> **Provided records**:
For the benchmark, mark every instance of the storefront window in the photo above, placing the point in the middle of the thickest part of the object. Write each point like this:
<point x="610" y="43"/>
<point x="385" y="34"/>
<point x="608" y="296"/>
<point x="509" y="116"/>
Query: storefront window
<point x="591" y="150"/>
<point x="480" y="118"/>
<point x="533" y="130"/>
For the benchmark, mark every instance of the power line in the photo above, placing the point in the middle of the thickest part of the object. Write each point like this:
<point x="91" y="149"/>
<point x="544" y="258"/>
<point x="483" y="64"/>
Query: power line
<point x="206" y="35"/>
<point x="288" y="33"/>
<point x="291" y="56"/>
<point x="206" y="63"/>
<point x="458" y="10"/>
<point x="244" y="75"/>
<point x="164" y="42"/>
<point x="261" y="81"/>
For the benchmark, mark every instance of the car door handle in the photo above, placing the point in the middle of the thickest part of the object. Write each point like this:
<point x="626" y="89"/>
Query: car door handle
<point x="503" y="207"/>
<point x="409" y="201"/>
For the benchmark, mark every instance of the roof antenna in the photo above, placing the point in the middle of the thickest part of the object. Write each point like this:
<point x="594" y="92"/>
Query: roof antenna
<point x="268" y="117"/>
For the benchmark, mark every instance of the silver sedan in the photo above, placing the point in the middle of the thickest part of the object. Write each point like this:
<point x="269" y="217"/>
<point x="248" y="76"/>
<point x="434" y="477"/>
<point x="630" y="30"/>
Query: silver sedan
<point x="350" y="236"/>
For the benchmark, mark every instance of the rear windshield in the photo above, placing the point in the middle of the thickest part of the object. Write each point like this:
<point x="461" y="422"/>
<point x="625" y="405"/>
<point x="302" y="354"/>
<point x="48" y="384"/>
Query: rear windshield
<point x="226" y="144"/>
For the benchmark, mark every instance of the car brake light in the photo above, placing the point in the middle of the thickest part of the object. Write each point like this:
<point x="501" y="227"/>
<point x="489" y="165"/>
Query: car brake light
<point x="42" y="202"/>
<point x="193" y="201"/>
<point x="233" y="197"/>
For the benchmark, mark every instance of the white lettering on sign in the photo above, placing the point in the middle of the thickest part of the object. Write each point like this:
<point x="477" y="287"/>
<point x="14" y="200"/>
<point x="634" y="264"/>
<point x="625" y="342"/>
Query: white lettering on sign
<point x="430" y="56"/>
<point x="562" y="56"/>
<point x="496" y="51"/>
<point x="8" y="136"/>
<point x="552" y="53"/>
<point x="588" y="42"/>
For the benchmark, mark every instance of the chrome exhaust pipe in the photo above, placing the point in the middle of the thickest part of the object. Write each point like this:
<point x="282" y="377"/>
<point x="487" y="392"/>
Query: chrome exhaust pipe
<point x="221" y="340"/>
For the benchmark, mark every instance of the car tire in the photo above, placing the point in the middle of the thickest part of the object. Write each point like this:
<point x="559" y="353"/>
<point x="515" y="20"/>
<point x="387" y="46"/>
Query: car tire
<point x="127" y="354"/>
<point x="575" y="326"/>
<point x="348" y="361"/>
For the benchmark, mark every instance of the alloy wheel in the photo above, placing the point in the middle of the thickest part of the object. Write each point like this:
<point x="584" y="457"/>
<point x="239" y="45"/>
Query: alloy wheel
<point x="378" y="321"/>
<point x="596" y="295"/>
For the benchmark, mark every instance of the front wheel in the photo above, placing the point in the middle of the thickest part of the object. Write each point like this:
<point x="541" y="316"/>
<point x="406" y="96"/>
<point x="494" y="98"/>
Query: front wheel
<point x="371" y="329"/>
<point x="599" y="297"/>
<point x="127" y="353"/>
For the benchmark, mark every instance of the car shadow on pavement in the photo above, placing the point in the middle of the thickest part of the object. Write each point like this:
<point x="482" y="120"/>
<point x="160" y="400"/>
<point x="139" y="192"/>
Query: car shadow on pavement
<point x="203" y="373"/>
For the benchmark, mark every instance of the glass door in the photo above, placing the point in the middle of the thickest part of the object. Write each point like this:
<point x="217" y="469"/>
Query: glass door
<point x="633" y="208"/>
* * *
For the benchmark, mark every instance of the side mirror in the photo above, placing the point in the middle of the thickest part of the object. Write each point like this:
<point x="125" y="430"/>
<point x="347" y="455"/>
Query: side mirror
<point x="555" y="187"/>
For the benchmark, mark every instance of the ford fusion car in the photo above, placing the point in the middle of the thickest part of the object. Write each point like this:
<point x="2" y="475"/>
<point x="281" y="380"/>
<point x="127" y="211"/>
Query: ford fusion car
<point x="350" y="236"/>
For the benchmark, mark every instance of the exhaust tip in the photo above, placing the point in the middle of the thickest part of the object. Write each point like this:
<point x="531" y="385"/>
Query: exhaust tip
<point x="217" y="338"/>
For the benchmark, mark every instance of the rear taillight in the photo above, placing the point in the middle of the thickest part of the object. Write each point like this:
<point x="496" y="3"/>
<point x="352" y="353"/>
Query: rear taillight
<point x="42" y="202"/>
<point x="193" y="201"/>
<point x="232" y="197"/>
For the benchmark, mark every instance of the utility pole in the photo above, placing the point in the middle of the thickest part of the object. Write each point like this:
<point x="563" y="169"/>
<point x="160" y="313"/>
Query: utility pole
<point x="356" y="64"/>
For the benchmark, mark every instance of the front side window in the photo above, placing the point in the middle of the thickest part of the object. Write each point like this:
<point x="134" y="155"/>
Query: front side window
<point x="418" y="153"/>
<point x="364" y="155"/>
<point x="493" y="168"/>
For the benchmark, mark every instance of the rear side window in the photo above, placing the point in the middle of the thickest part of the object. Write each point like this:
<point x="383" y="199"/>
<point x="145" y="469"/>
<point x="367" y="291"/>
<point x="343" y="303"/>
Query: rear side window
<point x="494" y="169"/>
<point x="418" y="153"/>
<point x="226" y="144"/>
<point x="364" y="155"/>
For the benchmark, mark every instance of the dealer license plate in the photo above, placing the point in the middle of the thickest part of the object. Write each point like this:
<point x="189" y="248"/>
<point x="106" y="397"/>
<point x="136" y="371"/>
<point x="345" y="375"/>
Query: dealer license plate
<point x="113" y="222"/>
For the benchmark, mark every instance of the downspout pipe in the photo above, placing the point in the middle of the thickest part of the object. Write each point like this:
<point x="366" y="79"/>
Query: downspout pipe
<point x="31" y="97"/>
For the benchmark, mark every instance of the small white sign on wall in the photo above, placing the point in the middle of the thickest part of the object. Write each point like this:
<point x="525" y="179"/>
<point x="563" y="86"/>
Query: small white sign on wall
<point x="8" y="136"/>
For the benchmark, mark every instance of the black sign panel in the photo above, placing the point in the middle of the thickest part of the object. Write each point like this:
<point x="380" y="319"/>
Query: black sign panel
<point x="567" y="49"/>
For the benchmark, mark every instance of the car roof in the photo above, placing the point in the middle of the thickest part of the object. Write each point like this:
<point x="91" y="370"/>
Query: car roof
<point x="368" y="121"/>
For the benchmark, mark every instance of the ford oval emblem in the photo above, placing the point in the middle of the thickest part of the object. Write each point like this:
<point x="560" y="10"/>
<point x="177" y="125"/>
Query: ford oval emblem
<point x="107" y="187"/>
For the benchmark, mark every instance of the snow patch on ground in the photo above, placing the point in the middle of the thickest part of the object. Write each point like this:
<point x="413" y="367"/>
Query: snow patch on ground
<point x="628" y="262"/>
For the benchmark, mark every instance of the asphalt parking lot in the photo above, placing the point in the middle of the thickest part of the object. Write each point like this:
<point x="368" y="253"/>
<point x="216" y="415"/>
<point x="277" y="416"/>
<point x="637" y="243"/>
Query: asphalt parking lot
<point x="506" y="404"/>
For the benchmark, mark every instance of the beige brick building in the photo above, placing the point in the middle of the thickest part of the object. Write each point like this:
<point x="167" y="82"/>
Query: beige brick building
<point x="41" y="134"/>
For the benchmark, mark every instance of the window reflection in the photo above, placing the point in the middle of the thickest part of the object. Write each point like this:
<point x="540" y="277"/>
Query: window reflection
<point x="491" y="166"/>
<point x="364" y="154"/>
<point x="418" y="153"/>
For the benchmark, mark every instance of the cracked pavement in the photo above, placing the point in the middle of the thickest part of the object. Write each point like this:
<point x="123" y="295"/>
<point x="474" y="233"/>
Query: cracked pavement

> **Task directions**: Count the lines in the listing above that contain the string "asphalt". Reply with only that number.

> **Exercise output**: 2